>>>>>

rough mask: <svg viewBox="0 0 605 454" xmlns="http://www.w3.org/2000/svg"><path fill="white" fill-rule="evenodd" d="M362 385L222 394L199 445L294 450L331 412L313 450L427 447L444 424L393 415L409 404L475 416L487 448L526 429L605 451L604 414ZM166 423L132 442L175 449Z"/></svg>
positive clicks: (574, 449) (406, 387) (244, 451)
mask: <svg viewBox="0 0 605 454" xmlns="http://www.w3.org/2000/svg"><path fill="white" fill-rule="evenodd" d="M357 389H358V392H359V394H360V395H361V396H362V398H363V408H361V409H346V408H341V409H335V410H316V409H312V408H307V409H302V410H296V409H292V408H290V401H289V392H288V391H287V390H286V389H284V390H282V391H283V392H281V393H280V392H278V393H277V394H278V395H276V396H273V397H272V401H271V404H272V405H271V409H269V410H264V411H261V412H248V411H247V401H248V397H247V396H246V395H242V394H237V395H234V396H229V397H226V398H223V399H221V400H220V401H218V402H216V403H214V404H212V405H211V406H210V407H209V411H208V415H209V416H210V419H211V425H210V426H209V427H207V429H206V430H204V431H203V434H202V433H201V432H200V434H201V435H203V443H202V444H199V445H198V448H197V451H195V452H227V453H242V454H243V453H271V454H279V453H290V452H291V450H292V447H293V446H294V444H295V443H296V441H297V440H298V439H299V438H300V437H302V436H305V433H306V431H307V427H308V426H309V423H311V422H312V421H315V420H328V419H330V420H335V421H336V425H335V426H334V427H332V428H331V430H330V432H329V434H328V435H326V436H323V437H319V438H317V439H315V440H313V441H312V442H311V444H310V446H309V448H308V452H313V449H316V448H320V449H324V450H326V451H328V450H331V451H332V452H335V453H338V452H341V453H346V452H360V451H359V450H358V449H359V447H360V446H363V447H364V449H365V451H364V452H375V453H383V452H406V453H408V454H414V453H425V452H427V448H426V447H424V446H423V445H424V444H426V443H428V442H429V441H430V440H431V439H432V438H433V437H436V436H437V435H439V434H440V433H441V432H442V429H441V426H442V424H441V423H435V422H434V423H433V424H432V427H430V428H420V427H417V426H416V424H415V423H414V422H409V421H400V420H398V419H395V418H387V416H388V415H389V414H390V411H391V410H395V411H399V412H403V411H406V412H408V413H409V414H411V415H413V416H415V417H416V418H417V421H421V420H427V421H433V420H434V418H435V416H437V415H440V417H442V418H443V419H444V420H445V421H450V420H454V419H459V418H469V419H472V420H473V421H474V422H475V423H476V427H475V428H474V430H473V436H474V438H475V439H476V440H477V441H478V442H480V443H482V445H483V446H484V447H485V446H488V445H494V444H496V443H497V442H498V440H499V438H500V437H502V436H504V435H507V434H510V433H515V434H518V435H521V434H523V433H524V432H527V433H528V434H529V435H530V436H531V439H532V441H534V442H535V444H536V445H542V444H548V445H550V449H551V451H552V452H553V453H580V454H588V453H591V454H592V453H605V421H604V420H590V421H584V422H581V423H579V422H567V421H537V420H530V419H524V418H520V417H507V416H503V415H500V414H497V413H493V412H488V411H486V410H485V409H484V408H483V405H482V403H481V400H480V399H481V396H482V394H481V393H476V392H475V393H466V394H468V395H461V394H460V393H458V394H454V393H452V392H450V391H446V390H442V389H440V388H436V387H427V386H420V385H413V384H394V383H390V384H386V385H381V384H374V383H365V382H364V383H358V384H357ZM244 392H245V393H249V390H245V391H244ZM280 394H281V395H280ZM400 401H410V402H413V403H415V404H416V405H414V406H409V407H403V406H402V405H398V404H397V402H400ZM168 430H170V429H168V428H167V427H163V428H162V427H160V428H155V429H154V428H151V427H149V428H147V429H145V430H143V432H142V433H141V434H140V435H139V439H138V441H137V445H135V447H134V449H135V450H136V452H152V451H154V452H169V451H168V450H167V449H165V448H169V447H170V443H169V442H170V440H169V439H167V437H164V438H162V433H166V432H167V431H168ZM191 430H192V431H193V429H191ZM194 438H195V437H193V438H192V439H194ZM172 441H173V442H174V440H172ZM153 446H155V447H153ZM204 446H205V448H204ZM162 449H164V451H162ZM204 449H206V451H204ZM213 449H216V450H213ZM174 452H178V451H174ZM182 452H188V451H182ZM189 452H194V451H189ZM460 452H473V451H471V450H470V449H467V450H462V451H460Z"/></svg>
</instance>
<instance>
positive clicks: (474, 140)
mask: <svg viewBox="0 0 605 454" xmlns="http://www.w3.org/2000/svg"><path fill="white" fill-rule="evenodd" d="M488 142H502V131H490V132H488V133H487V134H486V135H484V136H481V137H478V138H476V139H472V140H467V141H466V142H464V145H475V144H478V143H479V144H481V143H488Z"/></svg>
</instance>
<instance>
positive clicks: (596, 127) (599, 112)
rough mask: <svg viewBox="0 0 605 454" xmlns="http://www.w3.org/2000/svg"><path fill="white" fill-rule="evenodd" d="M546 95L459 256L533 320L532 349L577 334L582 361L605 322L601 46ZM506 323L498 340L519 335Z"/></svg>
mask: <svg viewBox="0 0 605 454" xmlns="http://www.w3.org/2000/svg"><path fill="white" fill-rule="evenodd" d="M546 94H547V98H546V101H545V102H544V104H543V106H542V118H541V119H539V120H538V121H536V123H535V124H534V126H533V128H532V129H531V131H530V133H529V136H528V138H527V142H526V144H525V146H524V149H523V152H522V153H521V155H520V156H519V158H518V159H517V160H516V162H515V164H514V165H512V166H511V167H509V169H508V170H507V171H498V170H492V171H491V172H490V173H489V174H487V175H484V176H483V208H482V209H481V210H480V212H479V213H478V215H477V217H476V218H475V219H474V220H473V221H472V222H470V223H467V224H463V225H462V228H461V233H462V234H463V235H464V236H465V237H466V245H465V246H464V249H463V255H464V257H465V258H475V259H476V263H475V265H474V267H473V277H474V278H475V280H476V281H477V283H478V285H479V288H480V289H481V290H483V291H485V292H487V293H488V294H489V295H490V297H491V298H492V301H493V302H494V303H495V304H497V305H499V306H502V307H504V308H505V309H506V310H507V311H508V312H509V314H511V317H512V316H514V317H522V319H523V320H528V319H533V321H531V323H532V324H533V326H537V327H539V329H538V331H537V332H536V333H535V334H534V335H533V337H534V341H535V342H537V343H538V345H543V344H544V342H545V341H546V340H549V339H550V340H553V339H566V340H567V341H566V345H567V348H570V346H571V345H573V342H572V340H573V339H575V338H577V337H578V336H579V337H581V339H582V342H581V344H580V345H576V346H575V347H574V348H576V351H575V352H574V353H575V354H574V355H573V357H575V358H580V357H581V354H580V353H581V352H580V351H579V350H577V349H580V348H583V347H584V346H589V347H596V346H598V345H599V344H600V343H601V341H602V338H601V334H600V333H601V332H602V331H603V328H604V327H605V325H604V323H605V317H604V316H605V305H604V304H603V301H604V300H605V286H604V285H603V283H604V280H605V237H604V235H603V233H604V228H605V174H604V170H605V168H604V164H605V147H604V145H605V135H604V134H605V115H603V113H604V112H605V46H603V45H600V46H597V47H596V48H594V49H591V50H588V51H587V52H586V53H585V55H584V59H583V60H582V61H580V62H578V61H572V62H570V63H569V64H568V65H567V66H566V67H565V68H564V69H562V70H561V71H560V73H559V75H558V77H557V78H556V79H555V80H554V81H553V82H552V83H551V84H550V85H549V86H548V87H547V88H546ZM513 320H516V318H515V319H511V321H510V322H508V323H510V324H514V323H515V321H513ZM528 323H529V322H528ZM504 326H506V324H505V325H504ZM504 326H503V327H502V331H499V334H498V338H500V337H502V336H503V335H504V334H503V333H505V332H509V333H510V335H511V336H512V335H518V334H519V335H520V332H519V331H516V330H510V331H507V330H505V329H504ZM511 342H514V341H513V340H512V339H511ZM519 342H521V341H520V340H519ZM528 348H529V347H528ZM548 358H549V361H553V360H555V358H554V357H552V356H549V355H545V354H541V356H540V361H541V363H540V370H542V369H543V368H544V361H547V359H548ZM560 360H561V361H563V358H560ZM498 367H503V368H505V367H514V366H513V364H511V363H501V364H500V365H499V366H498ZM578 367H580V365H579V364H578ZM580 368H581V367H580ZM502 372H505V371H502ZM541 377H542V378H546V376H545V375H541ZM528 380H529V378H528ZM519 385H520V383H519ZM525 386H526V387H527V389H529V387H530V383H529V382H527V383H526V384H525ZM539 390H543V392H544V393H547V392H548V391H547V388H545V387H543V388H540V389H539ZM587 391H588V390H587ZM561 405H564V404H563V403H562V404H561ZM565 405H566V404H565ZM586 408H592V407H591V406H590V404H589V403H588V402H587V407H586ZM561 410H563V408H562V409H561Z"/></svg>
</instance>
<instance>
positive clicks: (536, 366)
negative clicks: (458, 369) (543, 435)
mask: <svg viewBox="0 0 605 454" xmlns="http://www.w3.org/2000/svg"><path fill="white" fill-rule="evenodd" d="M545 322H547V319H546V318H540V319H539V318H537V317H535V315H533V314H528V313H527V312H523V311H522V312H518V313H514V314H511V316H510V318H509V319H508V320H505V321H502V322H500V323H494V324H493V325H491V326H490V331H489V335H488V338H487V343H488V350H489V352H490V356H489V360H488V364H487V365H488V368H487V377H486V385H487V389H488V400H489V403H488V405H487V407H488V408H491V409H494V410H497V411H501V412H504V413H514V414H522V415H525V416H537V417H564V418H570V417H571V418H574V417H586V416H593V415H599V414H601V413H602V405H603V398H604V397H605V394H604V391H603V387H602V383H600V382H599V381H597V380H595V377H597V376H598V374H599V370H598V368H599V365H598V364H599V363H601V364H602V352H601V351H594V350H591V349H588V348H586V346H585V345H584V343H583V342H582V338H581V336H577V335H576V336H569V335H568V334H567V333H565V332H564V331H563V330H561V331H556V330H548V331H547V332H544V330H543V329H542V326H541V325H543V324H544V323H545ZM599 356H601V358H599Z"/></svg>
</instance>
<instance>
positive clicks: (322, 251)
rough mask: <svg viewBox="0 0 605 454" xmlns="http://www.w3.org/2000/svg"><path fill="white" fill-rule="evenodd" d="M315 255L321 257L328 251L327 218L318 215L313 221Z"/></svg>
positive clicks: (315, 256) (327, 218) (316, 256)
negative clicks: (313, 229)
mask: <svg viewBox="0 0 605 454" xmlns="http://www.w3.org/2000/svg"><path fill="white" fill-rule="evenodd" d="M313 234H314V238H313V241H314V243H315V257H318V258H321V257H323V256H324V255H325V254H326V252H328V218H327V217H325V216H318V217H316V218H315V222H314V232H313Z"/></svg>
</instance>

<<<<<

• **Problem to solve**:
Repeat verbatim the lines of the entries from the first line up to and including the line containing "positive clicks: (574, 449)".

• **Exercise output**:
rough mask: <svg viewBox="0 0 605 454" xmlns="http://www.w3.org/2000/svg"><path fill="white" fill-rule="evenodd" d="M362 385L222 394L199 445L294 450L331 412L313 450L427 447L444 424L393 415L409 404L475 416L487 448L526 429L605 451L604 414ZM166 423L132 442L175 449Z"/></svg>
positive clicks: (574, 449) (406, 387) (244, 451)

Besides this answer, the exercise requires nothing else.